+++ Input

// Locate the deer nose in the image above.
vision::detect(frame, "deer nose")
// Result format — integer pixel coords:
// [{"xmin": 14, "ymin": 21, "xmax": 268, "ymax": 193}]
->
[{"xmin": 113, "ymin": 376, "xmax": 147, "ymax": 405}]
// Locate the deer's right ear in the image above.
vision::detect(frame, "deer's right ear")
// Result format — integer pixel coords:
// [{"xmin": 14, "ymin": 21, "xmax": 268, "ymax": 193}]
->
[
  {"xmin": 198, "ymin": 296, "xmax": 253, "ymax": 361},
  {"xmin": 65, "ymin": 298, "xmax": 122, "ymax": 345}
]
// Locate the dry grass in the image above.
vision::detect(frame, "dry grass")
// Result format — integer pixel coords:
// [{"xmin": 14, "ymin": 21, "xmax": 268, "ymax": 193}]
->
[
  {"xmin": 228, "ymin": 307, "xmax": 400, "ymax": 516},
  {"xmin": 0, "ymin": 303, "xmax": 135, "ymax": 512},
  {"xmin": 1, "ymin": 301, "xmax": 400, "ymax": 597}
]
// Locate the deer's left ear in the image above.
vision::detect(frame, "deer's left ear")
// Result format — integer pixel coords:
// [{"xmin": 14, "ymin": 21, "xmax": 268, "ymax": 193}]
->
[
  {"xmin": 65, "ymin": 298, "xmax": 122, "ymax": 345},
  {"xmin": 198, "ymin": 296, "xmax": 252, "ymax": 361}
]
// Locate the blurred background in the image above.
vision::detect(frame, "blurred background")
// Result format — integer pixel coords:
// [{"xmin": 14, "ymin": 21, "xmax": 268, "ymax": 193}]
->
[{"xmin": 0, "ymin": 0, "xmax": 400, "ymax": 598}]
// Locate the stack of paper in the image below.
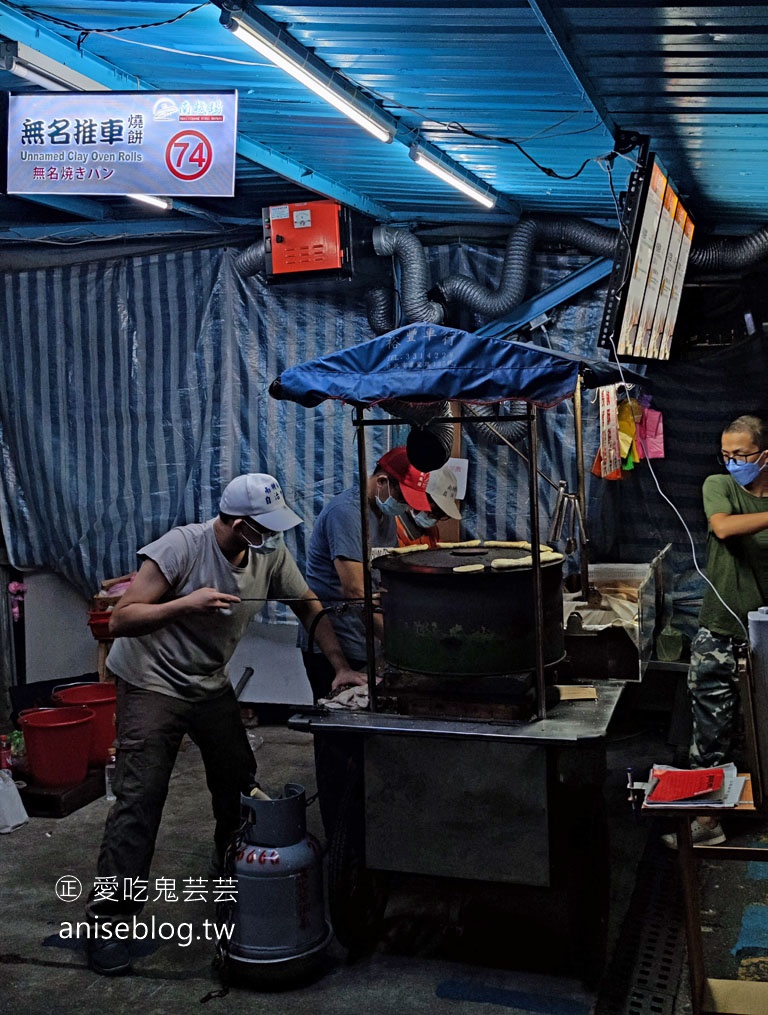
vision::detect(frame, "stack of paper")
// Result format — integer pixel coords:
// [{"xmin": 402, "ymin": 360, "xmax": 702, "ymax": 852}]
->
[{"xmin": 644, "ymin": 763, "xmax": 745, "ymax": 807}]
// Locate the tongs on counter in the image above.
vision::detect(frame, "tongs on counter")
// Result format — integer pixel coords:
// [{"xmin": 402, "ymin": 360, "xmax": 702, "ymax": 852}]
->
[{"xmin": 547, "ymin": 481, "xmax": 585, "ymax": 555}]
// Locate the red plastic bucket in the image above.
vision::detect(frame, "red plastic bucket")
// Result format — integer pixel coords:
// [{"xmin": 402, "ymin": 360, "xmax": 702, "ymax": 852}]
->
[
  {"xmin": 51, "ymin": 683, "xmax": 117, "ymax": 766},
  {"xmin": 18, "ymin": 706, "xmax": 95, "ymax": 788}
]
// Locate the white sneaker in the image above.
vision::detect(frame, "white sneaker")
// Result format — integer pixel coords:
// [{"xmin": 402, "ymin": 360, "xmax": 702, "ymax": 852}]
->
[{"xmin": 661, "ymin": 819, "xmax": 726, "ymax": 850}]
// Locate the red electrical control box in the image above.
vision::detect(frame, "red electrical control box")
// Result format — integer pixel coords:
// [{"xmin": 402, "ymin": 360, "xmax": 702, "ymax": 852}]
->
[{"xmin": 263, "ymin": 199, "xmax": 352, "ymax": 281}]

++++++

• [How to complete this task]: For each entry, copy the text exactly and leave out any image it carries.

• [Solution to this task]:
// Locate the deer nose in the image above.
vision::detect(frame, "deer nose")
// Result format — integer pixel coords:
// [{"xmin": 14, "ymin": 21, "xmax": 268, "ymax": 193}]
->
[{"xmin": 113, "ymin": 376, "xmax": 147, "ymax": 405}]
// Locate the deer's right ear in the image above.
vision::detect(frame, "deer's right ear")
// Result format — integer pixel coords:
// [{"xmin": 14, "ymin": 21, "xmax": 268, "ymax": 193}]
->
[
  {"xmin": 198, "ymin": 296, "xmax": 253, "ymax": 361},
  {"xmin": 65, "ymin": 298, "xmax": 122, "ymax": 345}
]
// Locate the dry grass in the image above.
vision::detect(frame, "dry grass")
// Result format — integer pixel coords:
// [{"xmin": 14, "ymin": 21, "xmax": 268, "ymax": 193}]
->
[
  {"xmin": 228, "ymin": 307, "xmax": 400, "ymax": 516},
  {"xmin": 0, "ymin": 303, "xmax": 135, "ymax": 512},
  {"xmin": 1, "ymin": 301, "xmax": 400, "ymax": 597}
]
// Locate the deer's left ear in the image above.
vision::detect(frame, "deer's left ear")
// Result format — integer pixel coords:
// [{"xmin": 14, "ymin": 21, "xmax": 268, "ymax": 193}]
->
[
  {"xmin": 65, "ymin": 298, "xmax": 122, "ymax": 345},
  {"xmin": 198, "ymin": 296, "xmax": 252, "ymax": 361}
]
// Locate the blurred background in the image above.
vision::detect(frame, "blurred background")
// Result format — integer pixel coords:
// [{"xmin": 14, "ymin": 21, "xmax": 268, "ymax": 193}]
->
[{"xmin": 0, "ymin": 0, "xmax": 400, "ymax": 598}]
// Locate the stack of paper in the image below.
vision::detect(frame, "stack of paper")
// Result format — integer pixel coords:
// [{"xmin": 402, "ymin": 360, "xmax": 702, "ymax": 852}]
->
[{"xmin": 644, "ymin": 763, "xmax": 745, "ymax": 807}]
// Locate the tongs on counter in the image above.
vision::detect(frame, "tongs on counter")
// Result format — integer pixel coords:
// [{"xmin": 402, "ymin": 360, "xmax": 702, "ymax": 852}]
->
[{"xmin": 547, "ymin": 481, "xmax": 585, "ymax": 555}]
// Locate the red plastic bucket in the image above.
vision::detect(frame, "red plastic bucket")
// Result format — integer pixel coords:
// [{"xmin": 402, "ymin": 360, "xmax": 702, "ymax": 852}]
->
[
  {"xmin": 51, "ymin": 683, "xmax": 117, "ymax": 766},
  {"xmin": 18, "ymin": 706, "xmax": 95, "ymax": 788}
]
// Locate the white sneaker in the image above.
vision::detect(frame, "white sneaker")
// Result format — integer pixel coords:
// [{"xmin": 402, "ymin": 360, "xmax": 702, "ymax": 852}]
->
[{"xmin": 661, "ymin": 819, "xmax": 726, "ymax": 850}]
// Locate the red electrical control box in the image above.
vision::detect(frame, "red electrical control box")
// Result format — integer pixel coords:
// [{"xmin": 402, "ymin": 360, "xmax": 702, "ymax": 852}]
->
[{"xmin": 263, "ymin": 199, "xmax": 352, "ymax": 281}]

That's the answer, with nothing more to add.